Stored entries
%%
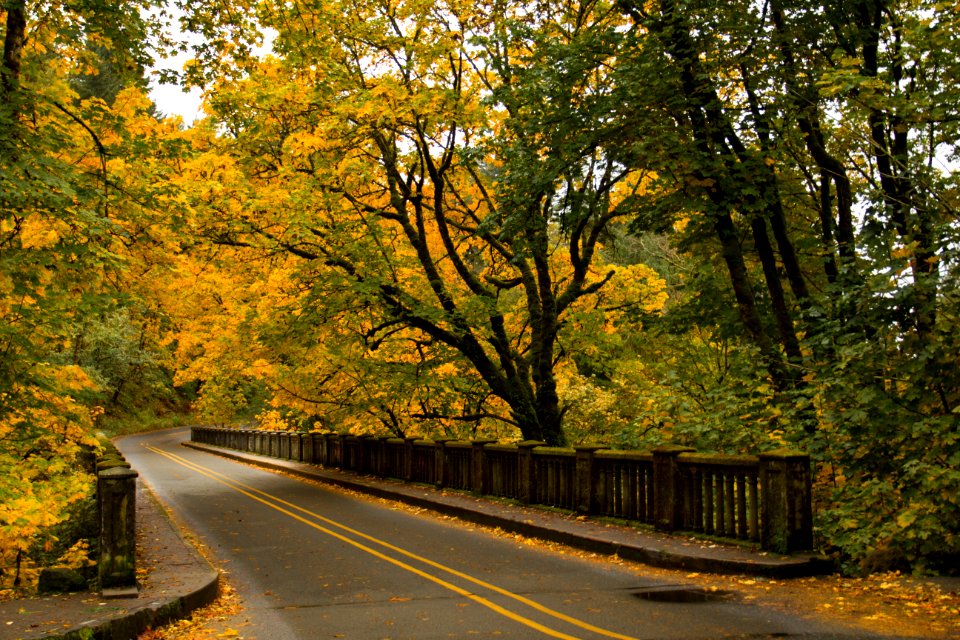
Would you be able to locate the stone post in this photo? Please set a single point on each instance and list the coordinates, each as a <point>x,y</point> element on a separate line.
<point>440,453</point>
<point>586,481</point>
<point>408,457</point>
<point>786,514</point>
<point>480,483</point>
<point>307,448</point>
<point>528,478</point>
<point>382,462</point>
<point>668,487</point>
<point>117,490</point>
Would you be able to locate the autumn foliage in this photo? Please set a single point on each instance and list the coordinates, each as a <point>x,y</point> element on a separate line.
<point>725,225</point>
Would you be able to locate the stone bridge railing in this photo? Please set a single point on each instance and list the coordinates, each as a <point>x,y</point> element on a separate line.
<point>764,498</point>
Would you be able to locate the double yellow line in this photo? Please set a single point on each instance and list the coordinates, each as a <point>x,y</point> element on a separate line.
<point>295,511</point>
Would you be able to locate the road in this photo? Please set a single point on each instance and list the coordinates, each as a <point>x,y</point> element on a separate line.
<point>313,562</point>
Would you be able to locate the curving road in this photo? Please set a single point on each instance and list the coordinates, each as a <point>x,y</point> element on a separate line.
<point>312,562</point>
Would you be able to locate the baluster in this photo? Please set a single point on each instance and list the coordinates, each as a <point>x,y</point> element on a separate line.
<point>742,506</point>
<point>730,529</point>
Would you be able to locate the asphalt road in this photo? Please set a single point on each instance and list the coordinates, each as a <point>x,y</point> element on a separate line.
<point>312,562</point>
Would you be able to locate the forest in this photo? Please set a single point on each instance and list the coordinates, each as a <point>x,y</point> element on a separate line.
<point>727,225</point>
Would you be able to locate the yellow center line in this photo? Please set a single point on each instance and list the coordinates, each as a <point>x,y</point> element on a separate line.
<point>246,489</point>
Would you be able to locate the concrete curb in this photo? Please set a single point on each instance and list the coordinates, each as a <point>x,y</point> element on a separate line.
<point>630,544</point>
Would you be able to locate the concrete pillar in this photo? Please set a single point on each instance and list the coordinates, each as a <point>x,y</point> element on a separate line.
<point>117,490</point>
<point>786,513</point>
<point>667,487</point>
<point>481,483</point>
<point>586,481</point>
<point>528,479</point>
<point>440,453</point>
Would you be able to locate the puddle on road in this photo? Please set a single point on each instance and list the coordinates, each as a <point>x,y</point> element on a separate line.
<point>683,594</point>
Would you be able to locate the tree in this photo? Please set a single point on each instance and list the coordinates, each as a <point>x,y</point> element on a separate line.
<point>803,143</point>
<point>390,147</point>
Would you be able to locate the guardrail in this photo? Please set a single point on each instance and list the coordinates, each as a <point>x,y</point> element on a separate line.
<point>765,498</point>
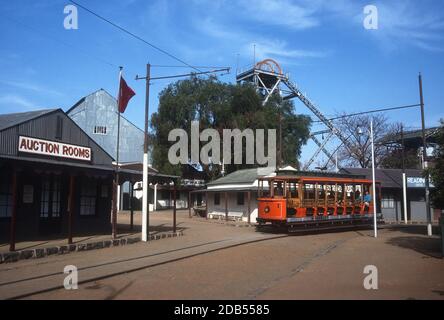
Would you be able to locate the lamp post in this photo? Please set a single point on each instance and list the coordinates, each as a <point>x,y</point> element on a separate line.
<point>145,203</point>
<point>375,219</point>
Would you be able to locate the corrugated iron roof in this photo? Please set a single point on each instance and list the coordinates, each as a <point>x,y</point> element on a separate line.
<point>13,119</point>
<point>243,176</point>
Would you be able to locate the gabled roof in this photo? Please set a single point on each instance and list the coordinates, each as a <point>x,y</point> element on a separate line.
<point>13,119</point>
<point>81,100</point>
<point>243,176</point>
<point>415,135</point>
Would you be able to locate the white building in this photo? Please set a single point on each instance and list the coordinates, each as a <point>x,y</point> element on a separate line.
<point>235,195</point>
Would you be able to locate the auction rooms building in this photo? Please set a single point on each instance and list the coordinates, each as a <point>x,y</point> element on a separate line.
<point>54,179</point>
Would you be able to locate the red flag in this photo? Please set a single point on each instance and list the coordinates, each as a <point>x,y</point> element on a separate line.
<point>125,94</point>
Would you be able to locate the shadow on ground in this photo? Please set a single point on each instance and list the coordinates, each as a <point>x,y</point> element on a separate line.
<point>413,229</point>
<point>430,247</point>
<point>123,230</point>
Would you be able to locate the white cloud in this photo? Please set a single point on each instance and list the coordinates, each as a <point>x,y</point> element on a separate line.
<point>408,23</point>
<point>296,15</point>
<point>13,100</point>
<point>31,87</point>
<point>265,47</point>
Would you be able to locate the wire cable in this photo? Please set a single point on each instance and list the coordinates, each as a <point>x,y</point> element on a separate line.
<point>133,35</point>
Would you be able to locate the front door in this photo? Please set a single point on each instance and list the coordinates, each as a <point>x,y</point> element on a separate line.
<point>50,204</point>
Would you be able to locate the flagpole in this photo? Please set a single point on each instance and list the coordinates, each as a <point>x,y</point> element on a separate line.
<point>116,180</point>
<point>145,203</point>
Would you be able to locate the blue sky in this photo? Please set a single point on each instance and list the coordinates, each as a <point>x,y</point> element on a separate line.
<point>322,45</point>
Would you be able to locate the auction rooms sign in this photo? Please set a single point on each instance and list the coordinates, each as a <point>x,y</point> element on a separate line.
<point>55,149</point>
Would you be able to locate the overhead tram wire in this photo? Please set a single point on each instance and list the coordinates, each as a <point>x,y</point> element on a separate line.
<point>59,41</point>
<point>372,111</point>
<point>134,35</point>
<point>364,113</point>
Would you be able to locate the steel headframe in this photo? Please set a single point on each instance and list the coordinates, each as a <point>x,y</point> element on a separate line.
<point>267,76</point>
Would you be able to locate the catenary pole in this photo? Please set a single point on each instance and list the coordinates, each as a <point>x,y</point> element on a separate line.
<point>145,203</point>
<point>404,178</point>
<point>375,222</point>
<point>424,162</point>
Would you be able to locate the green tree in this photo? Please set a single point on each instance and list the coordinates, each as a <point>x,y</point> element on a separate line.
<point>222,106</point>
<point>437,171</point>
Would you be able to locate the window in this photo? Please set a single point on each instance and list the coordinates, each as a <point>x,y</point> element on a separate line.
<point>50,197</point>
<point>88,197</point>
<point>240,198</point>
<point>5,198</point>
<point>59,128</point>
<point>388,202</point>
<point>100,130</point>
<point>217,199</point>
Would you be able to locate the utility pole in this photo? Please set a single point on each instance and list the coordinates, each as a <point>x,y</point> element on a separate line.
<point>424,157</point>
<point>280,140</point>
<point>145,203</point>
<point>404,178</point>
<point>375,219</point>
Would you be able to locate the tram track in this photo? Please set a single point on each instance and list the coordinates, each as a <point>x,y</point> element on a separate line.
<point>54,281</point>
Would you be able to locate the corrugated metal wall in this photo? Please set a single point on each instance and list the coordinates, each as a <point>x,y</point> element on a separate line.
<point>100,109</point>
<point>45,128</point>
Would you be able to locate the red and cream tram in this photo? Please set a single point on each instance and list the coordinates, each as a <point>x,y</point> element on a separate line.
<point>311,200</point>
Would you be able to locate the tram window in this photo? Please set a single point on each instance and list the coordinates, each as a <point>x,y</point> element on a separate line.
<point>278,189</point>
<point>340,191</point>
<point>293,190</point>
<point>358,192</point>
<point>321,191</point>
<point>348,192</point>
<point>330,192</point>
<point>309,192</point>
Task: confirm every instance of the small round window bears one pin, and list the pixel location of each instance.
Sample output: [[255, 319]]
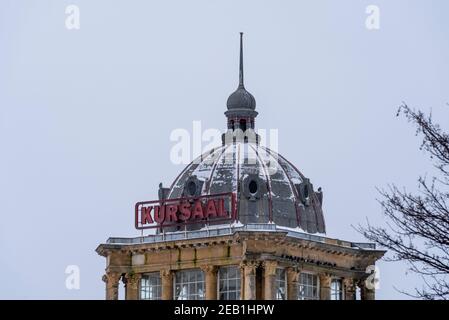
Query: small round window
[[191, 188], [252, 187]]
%%
WORK TO BE COMPLETED
In the answer, give only the lines from the one containing "Would you be able to locate the tram track" through the end of the records above, each reproduced exactly. Include no pictures.

ANSWER
Would you be able to locate the tram track in this photo? Please set a single point on each instance and list the coordinates, each as a <point>x,y</point> element on a separate line.
<point>54,281</point>
Would you be able to locate the corrugated metal wall in this photo? Please set a single point on each instance and list the coordinates, each as a <point>x,y</point> element on a separate line.
<point>100,109</point>
<point>45,128</point>
Would you be able to locate the red and cream tram in this photo? Please set a single point on each instance and list the coordinates, each as a <point>x,y</point> element on a separate line.
<point>311,200</point>
Would you be able to locate the tram window in this photo? Please set a single point on each instance and list the coordinates, each as a <point>x,y</point> element on a separate line.
<point>278,189</point>
<point>340,191</point>
<point>293,190</point>
<point>358,192</point>
<point>321,191</point>
<point>348,192</point>
<point>330,192</point>
<point>309,192</point>
Task: confirm every instance of the small round window bears one pin, and list the pixel location of each instance.
Sample output: [[255, 319]]
Query: small round window
[[191, 188], [252, 187]]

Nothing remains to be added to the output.